Text block |
>> Start

Suppose, towards the sake of contradiction, that there is an expression \(exp\) such that \(\Phi_{exp}= MATCHPAREN\). Let \(n_0\) be the number from Reference:regexpparn and let \(w =\langle^{n_0}\rangle^{n_0}\) (i.e., \(n_0\) left parenthesis followed by \(n_0\) right parenthesis). Then we see that if we write \(w=xyz\) as in Reference:regexpparn, the condition \(|xy| \leq n_0\) implies that \(y\) consists solely of left parenthesis. Hence the string \(xy^2z\) will contain more left parenthesis than right parenthesis. Hence \(MATCHPAREN(xy^2z)=0\) but by the pumping lemma \(\Phi_{exp}(xy^2z)=1\), contradicting our assumption that \(\Phi_{exp}=MATCHPAREN\).

>> End

Stored rows |
>> Start

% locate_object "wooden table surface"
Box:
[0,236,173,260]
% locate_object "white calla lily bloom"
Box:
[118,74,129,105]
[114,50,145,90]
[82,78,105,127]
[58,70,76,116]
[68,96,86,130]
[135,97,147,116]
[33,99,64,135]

>> End
>> Start

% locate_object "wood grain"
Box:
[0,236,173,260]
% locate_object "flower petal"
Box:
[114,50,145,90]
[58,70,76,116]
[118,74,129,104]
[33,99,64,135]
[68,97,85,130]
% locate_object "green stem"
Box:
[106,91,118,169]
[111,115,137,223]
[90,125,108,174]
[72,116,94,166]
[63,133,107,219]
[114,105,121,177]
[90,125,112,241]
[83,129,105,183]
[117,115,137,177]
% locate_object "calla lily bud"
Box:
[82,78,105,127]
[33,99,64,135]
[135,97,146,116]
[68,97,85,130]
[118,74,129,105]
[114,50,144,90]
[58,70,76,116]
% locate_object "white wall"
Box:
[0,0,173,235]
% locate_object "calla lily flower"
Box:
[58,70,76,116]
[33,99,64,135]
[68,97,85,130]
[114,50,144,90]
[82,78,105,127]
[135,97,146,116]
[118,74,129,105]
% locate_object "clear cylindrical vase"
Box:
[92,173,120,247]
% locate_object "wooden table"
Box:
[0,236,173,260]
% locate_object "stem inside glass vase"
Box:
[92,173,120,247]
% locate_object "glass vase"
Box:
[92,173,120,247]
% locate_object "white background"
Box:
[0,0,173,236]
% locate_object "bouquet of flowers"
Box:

>> End

Exercises |
1. In the pumping lemma proof, list every sentence that begins with "Then" or "Hence".
2. Pull out each line of the records that contains the string "wooden", treating case as significant.

Results of the exercise |
1.
- Then we see that if we write w = xyz as in Reference:regexpparn, the condition |xy| ≤ n_0 implies that y consists solely of left parenthesis.
- Hence the string xy^2z will contain more left parenthesis than right parenthesis.
- Hence MATCHPAREN(xy^2z) = 0 but by the pumping lemma Φ_exp(xy^2z) = 1, contradicting our assumption that Φ_exp = MATCHPAREN.

2.
% locate_object "wooden table surface"
% locate_object "wooden table"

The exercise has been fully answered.